## 提示文

遺言作成のポイントとは

遺言書の役割と種類

法律上の遺言書というのは、「遺書」とは全く異なり、遺言者の財産について処分の仕方を定める法的な効力を持った書面です。記載すべきは、どの財産をどの相続人に「相続させる」か、ということです。

遺言書には、大きく分けて、公正証書遺言と自筆証書遺言があります。どちらも遺言書としての効力に変わりはありませんが、作成の仕方や、相続が開始した(遺言者が亡くなった)後の動きが若干異なるため、遺言書を作成するときには、どちらの方法で遺言書を作るか、ということを判断していただく必要があります。

そのための一助となるよう、以下に解説します。

自筆証書遺言の作成の仕方

自分で作成する遺言書のことを自筆証書遺言といいます。
その要件として、遺言者自らの手で、その全文、日付及び氏名を記載して、押印することが必要です。日付については、年月までの記載や平成〇年〇月吉日といった記載では無効とされます。
また、記載日と異なる日付を記載したときも、遺言が無効となる場合があります。
押印は、署名の横や下にするのが原則です。
封筒の封印は、必須ではありませんが、封印があれば、遺言者が亡くなった後、開封するためには検認手続が必要となり、その手続の前に開封すると5万円以下の過料に処せられることがあります。
相続法の改正によって、この要件は緩和され、遺言書に添付する財産目録は手書きである必要はない(ただし、目録の各ページに署名・押印が必要)ということになりました。

公正証書遺言の作成の仕方

一方、公正証書遺言は、公証役場で遺言者が公証人に遺言内容を口授して作成する遺言です。
公証役場まで赴くことが困難な場合には、公証人が遺言者の住居まで出向くことも可能です。
公証人の他、2名の証人(親族以外の方が適任です。)が必要で、遺言者が公証人に相続財産をどういう形に分けるか、ということを口授(発言)する場面を隣で見ていてもらうことになります。
気をつけなければならないのは、公正証書遺言だからといって、遺言書として必ず有効ということにはならないということです。

## 出題 1
遺言書についての文章から、「そのための一助となるよう、以下に解説します。」を含む箇所を起点とし、「を口授して作成する遺言です。」までを一字も変えずに書き出してください。
## 出題 2
遺言書についての文章を、最後の文の次から書き継いでください。
記録は参照しなくてかまいません。

## 一覧
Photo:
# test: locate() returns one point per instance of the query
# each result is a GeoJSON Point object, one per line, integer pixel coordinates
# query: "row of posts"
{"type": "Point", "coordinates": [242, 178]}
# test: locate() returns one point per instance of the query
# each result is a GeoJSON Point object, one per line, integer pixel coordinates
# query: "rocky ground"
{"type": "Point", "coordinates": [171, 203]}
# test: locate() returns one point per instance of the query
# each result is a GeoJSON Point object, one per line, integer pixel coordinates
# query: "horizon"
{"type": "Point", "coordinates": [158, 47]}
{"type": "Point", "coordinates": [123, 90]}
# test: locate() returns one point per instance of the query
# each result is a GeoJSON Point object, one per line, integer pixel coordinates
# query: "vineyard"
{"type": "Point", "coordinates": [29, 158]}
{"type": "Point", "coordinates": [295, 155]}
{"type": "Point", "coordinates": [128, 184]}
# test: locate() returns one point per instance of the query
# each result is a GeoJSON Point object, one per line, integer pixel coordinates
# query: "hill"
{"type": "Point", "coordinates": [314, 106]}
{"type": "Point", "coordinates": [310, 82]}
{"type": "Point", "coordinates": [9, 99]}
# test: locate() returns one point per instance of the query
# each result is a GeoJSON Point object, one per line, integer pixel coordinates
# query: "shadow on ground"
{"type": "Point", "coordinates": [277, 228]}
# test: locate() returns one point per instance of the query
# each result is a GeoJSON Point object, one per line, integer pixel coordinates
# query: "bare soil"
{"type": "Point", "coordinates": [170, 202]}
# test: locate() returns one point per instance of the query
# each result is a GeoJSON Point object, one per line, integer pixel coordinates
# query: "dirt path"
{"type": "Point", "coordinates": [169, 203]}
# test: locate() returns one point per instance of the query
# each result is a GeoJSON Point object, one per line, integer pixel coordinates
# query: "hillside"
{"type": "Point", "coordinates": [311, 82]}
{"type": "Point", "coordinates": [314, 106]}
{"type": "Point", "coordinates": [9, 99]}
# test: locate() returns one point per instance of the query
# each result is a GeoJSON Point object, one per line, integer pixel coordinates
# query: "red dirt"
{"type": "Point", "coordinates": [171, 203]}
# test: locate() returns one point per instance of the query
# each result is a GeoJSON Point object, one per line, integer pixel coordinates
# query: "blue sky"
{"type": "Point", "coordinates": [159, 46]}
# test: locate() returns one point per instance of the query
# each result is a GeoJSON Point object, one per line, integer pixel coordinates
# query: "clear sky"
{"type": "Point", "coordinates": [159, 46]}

## 正解 1
そのための一助となるよう、以下に解説します。

自筆証書遺言の作成の仕方

自分で作成する遺言書のことを自筆証書遺言といいます。
その要件として、遺言者自らの手で、その全文、日付及び氏名を記載して、押印することが必要です。日付については、年月までの記載や平成〇年〇月吉日といった記載では無効とされます。
また、記載日と異なる日付を記載したときも、遺言が無効となる場合があります。
押印は、署名の横や下にするのが原則です。
封筒の封印は、必須ではありませんが、封印があれば、遺言者が亡くなった後、開封するためには検認手続が必要となり、その手続の前に開封すると5万円以下の過料に処せられることがあります。
相続法の改正によって、この要件は緩和され、遺言書に添付する財産目録は手書きである必要はない(ただし、目録の各ページに署名・押印が必要)ということになりました。

公正証書遺言の作成の仕方

一方、公正証書遺言は、公証役場で遺言者が公証人に遺言内容を口授して作成する遺言です。

## 正解 2
確かに作成に際しては、遺言者が自分の言葉で遺言をするところを公証人が聞いて、それを書く、ということが形式的には求められ、現実にそのような流れはあるのですが、実際には公証人への口授に先立ち、遺言者か、その代理人などが公証人と遺言内容について打ち合わせ済みになっていて、当日は公証人もそれを確認できればOK、といった雰囲気もあるためか、裁判例には公正証書遺言が無効になった事案もそれなりに多いということが言えます。
公正証書遺言を選択するメリットとして大きかったのは、作成した公正証書遺言が公証役場で保管してもらえる、ということだったのですが、今般の法改正で、自筆証書遺言も公証役場が預かってくれる制度ができました。残るメリットとしては、公証人というプロが文案作成に携わってくれることで、条項として有効であるものが作れる、ということもあります。

遺言書の内容の定め方

遺言書の内容として、どのような文面にすれば将来の相続人同士の争いを防ぐことができるか。これについては、何が優先事項か、ということにも関係してきますが、遺言者の立場からすれば、遺言書を作成するから、相続人同士の争い予防こそが最優先、ということは珍しくありません。
そして、相続人同士の争いを防ぐという観点から遺言作成時に気を付けるべきこととしては、次の事項があります。
• 遺産の全部について、漏れなく、どの相続人に割り付けたのかが明確な内容にすること。
• 各相続人の遺留分を侵害をしないような内容とすること。
• 文言として、2つの意味に解釈できるような表現を用いないこと。
• 生前贈与などの事情が背景にあるときは、そのことを具体的に記載すること。

もちろん、これに限られる話ではないにしても、参考にしてもらいつつ、更に複雑な内容は、専門家に相談して詰めていただく必要があります。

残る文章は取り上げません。